→ Activity
Transcribe a part of the HR to-do list word for word, beginning at the words that have "Here are 10" and stopping after "(CBA) is required.".

→ Document section
::::

A 2023 To Do List for HR Professionals
2023 comes with a package of new labor and employment law measures that affect HR. The "Labor Deal" has been turned into legislation. Two EU directives on work-life balance and transparent and predictable working conditions have been implemented in Belgium. The rules on sick leave, and especially long-term sick leave, have been changed. And, with a one-year delay, we finally have our Belgian legislation on whistleblowing protection.
Here are 10 important items for you to check out as you and your company prepare your HR To Do List for 2023.
- Are you ready to handle employee requests to move to a four-day week?
Since late last year, employees can ask to spread their full-time work over four rather than five days. The employer retains the right to refuse this, but must give reasons. An individual agreement must be concluded (maximum duration of six months, but renewable), and attached to the Work Rules. For companies working with a weekly working time of more than 38 hours, a collective bargaining agreement (CBA) is required.
- Do you wish to introduce an alternating week schedule?
The implementation of an alternating weekly schedule meets the need for working time flexibility for, for instance, employees who have their children with them every other week (divorced parents). The employees concerned work in cycles of two weeks (or exceptionally four weeks), working more one week than the other. Application is possible only if the Work Rules allow it. An individual agreement must also be concluded with the employee (maximum duration of six months, but renewable).
- Your training arrangements should be in order by March 2023
Employers with 20 or more employees must submit a draft training plan for consultation to the works council, or in the absence of this body, to the union trade delegation, or, in the absence of this body as well, to the employees. The plan must be finalized by 31 March.
Since 1 January 2023, employees also have an individual right to four training days per year (per full-time equivalent), except in the case of a sectoral derogation. From 2024, this will become five days per year. This obligation to grant training days applies to employers with 20 employees or more. Employers who employ between 10 and 20 employees need grant only one training day per year.
- Is your telework policy up to date?
Time- and location-independent work – with telework at the forefront – has become part of the post Covid-19 way of working. Is structural telework in your company/organization embedded in a policy as well as in the individual agreements with the teleworking employees? Do these documents provide an opportunity to remove the option of telework if necessary? Do you allow telework from a country other than Belgium, and, if so, are you aware of all the consequences and risks (labor, social security, and tax law, immigration, insurance, protection of (personal) data, etc.)? Have you thought about employee welfare when teleworking? The National Labor Council (NAR) is working on a new CBA that may take effect in 2023. No details are known yet, but a focus on employee wellbeing is expected.
- How are you going to guarantee the right to disconnect by April 2023?
Employers with 20 or more employees must set up the rules regarding the right to disconnect, and employees and managers must be trained and made aware of this right to be offline after working hours. It is therefore time to think about the practical implications of your employees’ right not to be reachable outside working hours, and about whether you have adequate guidelines for the use of digital tools in a way that safeguards rest periods, holidays, and the private life and family life of your employees, and whether you provide training and awareness-raising regarding the prudent use of digital tools and the risks associated with excessive connection. The rules should be laid down in a company CBA or, if this is not possible, in the Work Rules. However, if a national CBA or sector CBA’s including the right to disconnect as prescribed by the law is entered into by 1 April 2023, a company CBA/Work Rules modification is not required.

::::

→ The data
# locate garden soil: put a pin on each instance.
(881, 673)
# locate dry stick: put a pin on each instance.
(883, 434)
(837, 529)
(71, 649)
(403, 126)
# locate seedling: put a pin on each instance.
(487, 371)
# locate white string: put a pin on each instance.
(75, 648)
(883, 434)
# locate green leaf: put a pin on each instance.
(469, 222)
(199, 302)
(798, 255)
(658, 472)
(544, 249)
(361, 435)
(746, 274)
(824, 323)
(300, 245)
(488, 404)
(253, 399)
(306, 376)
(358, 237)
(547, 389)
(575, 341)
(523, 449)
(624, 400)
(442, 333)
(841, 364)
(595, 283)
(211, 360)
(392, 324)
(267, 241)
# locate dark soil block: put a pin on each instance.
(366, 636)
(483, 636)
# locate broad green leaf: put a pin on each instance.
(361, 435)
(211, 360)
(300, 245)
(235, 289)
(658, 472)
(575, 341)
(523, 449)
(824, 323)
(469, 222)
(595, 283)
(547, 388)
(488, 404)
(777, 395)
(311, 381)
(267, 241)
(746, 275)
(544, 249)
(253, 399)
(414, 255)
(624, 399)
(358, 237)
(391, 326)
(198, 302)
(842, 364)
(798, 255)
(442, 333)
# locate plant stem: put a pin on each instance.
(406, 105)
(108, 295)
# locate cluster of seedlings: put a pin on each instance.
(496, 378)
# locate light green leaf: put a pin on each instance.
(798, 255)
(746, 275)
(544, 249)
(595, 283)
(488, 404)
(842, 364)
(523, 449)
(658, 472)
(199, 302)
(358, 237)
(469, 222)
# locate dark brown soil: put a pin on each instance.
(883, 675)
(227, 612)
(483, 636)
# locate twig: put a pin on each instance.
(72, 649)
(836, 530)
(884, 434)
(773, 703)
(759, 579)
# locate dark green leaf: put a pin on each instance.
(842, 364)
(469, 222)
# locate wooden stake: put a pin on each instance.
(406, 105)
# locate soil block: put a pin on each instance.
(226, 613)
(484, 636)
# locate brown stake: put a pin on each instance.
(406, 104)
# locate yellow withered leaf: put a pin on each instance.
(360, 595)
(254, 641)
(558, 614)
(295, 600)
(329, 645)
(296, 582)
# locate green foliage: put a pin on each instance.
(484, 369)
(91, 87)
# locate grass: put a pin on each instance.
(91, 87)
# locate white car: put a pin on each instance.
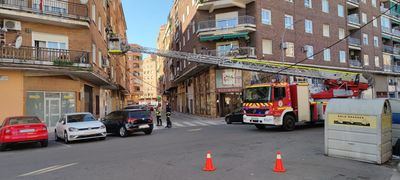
(79, 126)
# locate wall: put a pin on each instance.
(11, 94)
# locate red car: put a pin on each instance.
(24, 129)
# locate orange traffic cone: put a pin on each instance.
(209, 165)
(279, 163)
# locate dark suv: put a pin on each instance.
(127, 122)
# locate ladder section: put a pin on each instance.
(252, 64)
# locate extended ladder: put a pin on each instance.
(251, 64)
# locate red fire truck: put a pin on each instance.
(285, 105)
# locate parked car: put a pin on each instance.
(235, 116)
(127, 122)
(23, 129)
(79, 126)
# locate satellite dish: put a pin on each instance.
(18, 42)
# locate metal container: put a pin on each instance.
(359, 129)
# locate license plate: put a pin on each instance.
(144, 126)
(26, 130)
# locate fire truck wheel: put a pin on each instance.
(289, 123)
(260, 126)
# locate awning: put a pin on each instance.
(225, 36)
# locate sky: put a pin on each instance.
(144, 18)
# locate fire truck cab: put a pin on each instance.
(280, 104)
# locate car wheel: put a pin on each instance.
(260, 126)
(44, 143)
(123, 132)
(289, 123)
(148, 131)
(56, 136)
(66, 138)
(228, 121)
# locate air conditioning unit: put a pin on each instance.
(12, 25)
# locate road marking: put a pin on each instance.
(46, 170)
(193, 130)
(189, 123)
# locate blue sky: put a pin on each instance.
(144, 18)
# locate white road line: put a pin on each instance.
(48, 169)
(177, 124)
(189, 124)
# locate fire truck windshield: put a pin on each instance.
(257, 94)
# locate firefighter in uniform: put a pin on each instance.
(158, 115)
(168, 114)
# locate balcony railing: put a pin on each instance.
(387, 48)
(355, 63)
(48, 7)
(44, 56)
(354, 19)
(235, 52)
(354, 41)
(226, 23)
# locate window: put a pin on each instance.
(279, 93)
(94, 53)
(365, 39)
(308, 3)
(342, 56)
(375, 21)
(364, 18)
(100, 57)
(376, 41)
(99, 24)
(308, 26)
(377, 61)
(340, 10)
(94, 13)
(266, 16)
(325, 6)
(309, 51)
(327, 55)
(288, 22)
(366, 60)
(341, 33)
(267, 46)
(325, 30)
(289, 51)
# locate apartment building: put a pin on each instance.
(135, 63)
(285, 31)
(54, 58)
(149, 84)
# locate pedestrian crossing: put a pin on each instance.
(186, 124)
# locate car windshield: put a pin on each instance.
(257, 94)
(80, 118)
(24, 120)
(139, 114)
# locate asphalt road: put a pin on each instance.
(239, 152)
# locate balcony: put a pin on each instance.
(211, 5)
(58, 12)
(353, 4)
(242, 52)
(353, 21)
(355, 63)
(241, 26)
(354, 43)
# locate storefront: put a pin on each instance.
(229, 85)
(50, 106)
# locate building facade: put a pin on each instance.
(54, 58)
(135, 62)
(149, 82)
(286, 31)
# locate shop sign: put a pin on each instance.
(229, 80)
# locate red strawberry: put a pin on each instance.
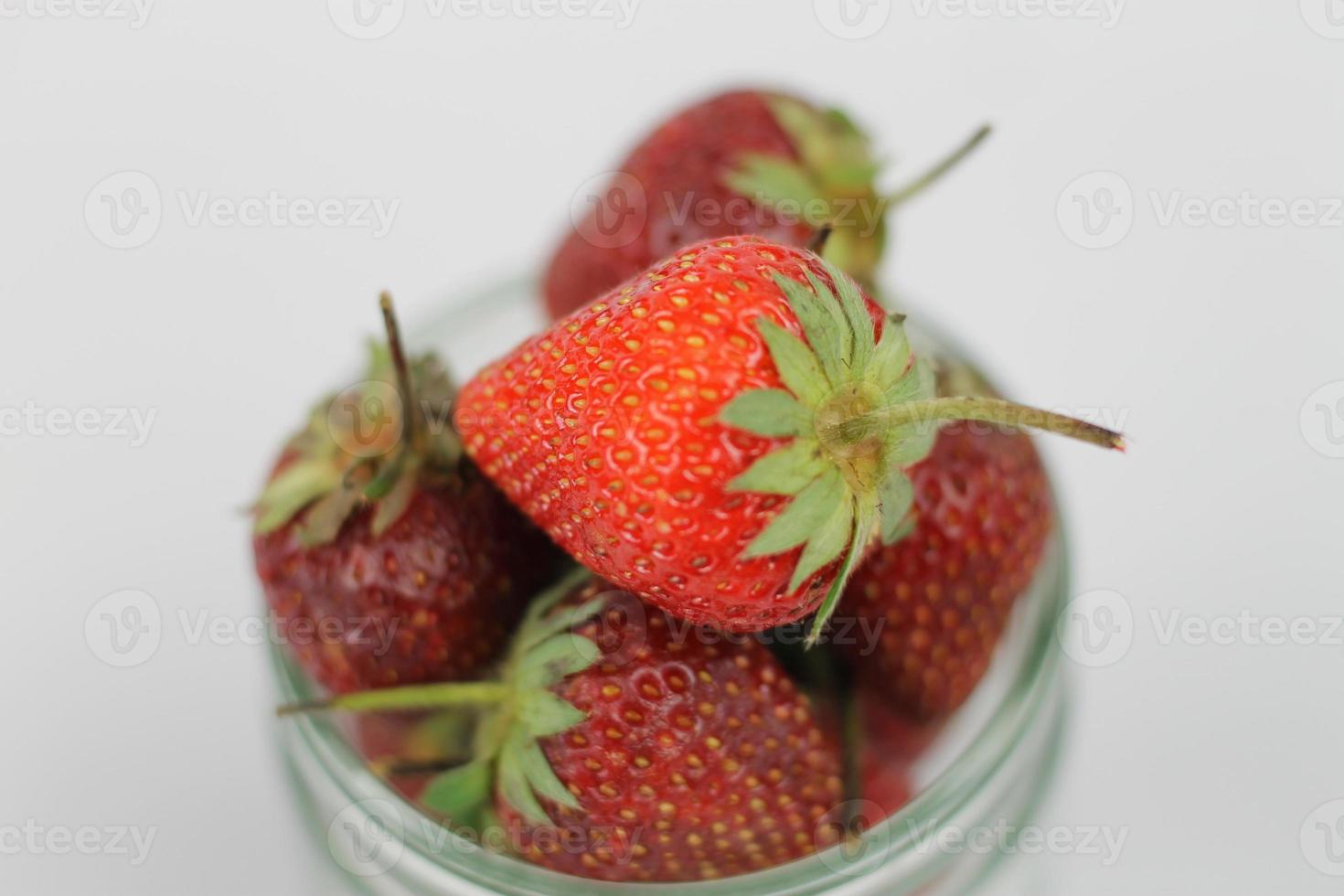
(679, 435)
(625, 746)
(748, 162)
(943, 594)
(388, 559)
(411, 749)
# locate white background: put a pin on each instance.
(1206, 341)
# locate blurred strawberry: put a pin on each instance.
(623, 746)
(749, 162)
(385, 557)
(943, 595)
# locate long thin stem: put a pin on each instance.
(434, 696)
(988, 410)
(934, 174)
(403, 371)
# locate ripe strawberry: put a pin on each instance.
(389, 559)
(624, 746)
(944, 592)
(660, 432)
(748, 162)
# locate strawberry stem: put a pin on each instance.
(817, 245)
(403, 371)
(988, 410)
(934, 174)
(434, 696)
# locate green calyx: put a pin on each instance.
(859, 410)
(371, 445)
(517, 709)
(844, 465)
(832, 182)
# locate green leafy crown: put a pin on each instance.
(832, 182)
(368, 445)
(844, 464)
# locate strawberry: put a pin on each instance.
(389, 559)
(411, 749)
(943, 594)
(623, 746)
(748, 162)
(720, 435)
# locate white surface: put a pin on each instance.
(1204, 340)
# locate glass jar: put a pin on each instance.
(984, 774)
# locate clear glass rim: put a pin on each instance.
(1032, 686)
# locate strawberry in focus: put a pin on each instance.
(748, 162)
(386, 558)
(720, 435)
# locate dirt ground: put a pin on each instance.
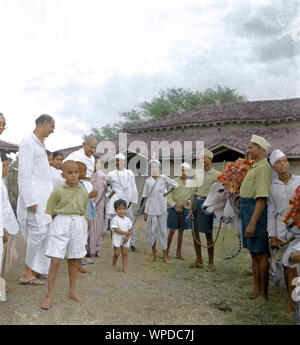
(151, 293)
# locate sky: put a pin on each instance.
(84, 62)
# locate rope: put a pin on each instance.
(280, 248)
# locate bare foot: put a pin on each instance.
(180, 257)
(152, 259)
(166, 260)
(82, 270)
(80, 275)
(290, 308)
(47, 303)
(76, 298)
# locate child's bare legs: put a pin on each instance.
(124, 258)
(73, 270)
(179, 245)
(115, 257)
(170, 238)
(166, 259)
(153, 258)
(51, 282)
(80, 268)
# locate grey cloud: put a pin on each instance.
(279, 48)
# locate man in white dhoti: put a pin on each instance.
(281, 191)
(35, 187)
(2, 128)
(86, 154)
(156, 189)
(121, 186)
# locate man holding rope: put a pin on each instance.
(203, 222)
(281, 191)
(253, 212)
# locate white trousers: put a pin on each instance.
(36, 245)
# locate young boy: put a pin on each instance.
(68, 206)
(84, 181)
(122, 231)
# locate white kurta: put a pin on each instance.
(122, 182)
(35, 187)
(80, 156)
(57, 179)
(156, 208)
(9, 219)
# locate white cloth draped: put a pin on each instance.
(80, 156)
(9, 219)
(122, 182)
(57, 179)
(35, 187)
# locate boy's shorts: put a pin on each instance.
(118, 241)
(67, 235)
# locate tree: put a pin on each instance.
(171, 101)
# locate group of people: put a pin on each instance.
(66, 203)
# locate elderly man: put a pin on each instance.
(35, 187)
(179, 200)
(2, 128)
(203, 222)
(253, 212)
(281, 191)
(121, 186)
(86, 154)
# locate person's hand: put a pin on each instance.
(191, 214)
(275, 242)
(112, 193)
(178, 209)
(93, 194)
(5, 237)
(32, 208)
(250, 230)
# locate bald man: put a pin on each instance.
(35, 187)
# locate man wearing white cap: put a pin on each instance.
(121, 186)
(179, 199)
(281, 191)
(203, 222)
(85, 155)
(253, 212)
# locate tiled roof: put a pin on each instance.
(273, 110)
(286, 139)
(4, 145)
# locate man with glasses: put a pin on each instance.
(86, 154)
(35, 187)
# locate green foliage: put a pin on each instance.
(171, 101)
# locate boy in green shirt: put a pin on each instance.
(68, 206)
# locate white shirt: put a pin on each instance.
(57, 179)
(34, 180)
(80, 156)
(9, 220)
(123, 224)
(278, 206)
(122, 182)
(156, 203)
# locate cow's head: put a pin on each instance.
(216, 200)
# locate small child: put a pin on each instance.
(56, 171)
(122, 230)
(84, 181)
(68, 207)
(10, 225)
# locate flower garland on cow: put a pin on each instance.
(232, 179)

::::

→ Response to the task
Here are 10 important items for you to check out as you and your company prepare your HR To Do List for 2023.
- Are you ready to handle employee requests to move to a four-day week?
Since late last year, employees can ask to spread their full-time work over four rather than five days. The employer retains the right to refuse this, but must give reasons. An individual agreement must be concluded (maximum duration of six months, but renewable), and attached to the Work Rules. For companies working with a weekly working time of more than 38 hours, a collective bargaining agreement (CBA) is required.